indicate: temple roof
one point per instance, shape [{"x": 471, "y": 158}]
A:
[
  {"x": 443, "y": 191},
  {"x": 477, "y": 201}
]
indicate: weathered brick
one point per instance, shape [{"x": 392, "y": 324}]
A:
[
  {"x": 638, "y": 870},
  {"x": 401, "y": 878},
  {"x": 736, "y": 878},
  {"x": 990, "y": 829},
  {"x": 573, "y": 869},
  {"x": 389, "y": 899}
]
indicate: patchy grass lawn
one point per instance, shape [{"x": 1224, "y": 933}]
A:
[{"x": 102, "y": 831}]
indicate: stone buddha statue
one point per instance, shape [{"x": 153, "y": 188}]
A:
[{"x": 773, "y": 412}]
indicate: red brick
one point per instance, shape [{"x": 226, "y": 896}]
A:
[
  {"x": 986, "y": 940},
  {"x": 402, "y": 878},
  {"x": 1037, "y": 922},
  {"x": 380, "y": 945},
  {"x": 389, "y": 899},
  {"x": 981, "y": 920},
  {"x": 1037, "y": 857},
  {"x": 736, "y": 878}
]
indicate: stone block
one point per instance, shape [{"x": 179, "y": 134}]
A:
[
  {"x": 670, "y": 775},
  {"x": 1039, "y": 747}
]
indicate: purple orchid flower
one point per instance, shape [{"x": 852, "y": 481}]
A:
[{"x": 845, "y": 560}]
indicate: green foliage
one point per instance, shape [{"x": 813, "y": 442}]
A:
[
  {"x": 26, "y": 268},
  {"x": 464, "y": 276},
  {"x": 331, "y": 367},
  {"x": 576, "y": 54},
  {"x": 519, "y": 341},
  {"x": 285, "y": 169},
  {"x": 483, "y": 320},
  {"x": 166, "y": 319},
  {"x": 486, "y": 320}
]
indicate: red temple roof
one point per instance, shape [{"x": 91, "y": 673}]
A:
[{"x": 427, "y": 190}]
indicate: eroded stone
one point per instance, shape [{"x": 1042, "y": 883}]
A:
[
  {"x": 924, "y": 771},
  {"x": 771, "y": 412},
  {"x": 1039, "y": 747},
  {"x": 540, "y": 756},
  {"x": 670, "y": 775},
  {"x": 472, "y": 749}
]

**Your instructions:**
Revise the data above so that every occurrence of "indicate" reads "locate", and leave everything else unchanged.

**Written solution:**
locate: temple roof
one point per instance, shape [{"x": 471, "y": 158}]
A:
[
  {"x": 443, "y": 191},
  {"x": 477, "y": 201}
]
locate: weathered brick
one point per instance, shape [{"x": 392, "y": 324}]
A:
[
  {"x": 638, "y": 870},
  {"x": 401, "y": 878},
  {"x": 736, "y": 878},
  {"x": 990, "y": 829},
  {"x": 573, "y": 869},
  {"x": 389, "y": 899}
]
locate: patchy grass lawn
one point per instance, shape [{"x": 1224, "y": 933}]
A:
[{"x": 102, "y": 831}]
locate: stone buddha statue
one point per instance, shape [{"x": 153, "y": 188}]
A:
[{"x": 773, "y": 412}]
locate: red brick
one point per instance, shape [{"x": 226, "y": 896}]
A:
[
  {"x": 986, "y": 940},
  {"x": 402, "y": 878},
  {"x": 1037, "y": 922},
  {"x": 380, "y": 945},
  {"x": 389, "y": 899},
  {"x": 981, "y": 920},
  {"x": 1037, "y": 857},
  {"x": 736, "y": 878}
]
locate: stone block
one point per instance, shape [{"x": 179, "y": 134}]
A:
[
  {"x": 670, "y": 775},
  {"x": 1039, "y": 747}
]
locate: purple orchid flower
one point per instance, shape [{"x": 852, "y": 481}]
A:
[{"x": 845, "y": 560}]
locate: green foliage
one point per instance, shape [{"x": 813, "y": 442}]
A:
[
  {"x": 26, "y": 268},
  {"x": 464, "y": 276},
  {"x": 331, "y": 367},
  {"x": 576, "y": 54},
  {"x": 519, "y": 341},
  {"x": 285, "y": 169},
  {"x": 483, "y": 320},
  {"x": 166, "y": 319},
  {"x": 486, "y": 320}
]
locate: red temple roof
one point per instance, shape [{"x": 91, "y": 673}]
A:
[{"x": 427, "y": 190}]
locate: eroded stone
one point per instance, shape [{"x": 1042, "y": 883}]
A:
[
  {"x": 924, "y": 771},
  {"x": 771, "y": 412},
  {"x": 1039, "y": 747},
  {"x": 540, "y": 756},
  {"x": 670, "y": 775},
  {"x": 472, "y": 749}
]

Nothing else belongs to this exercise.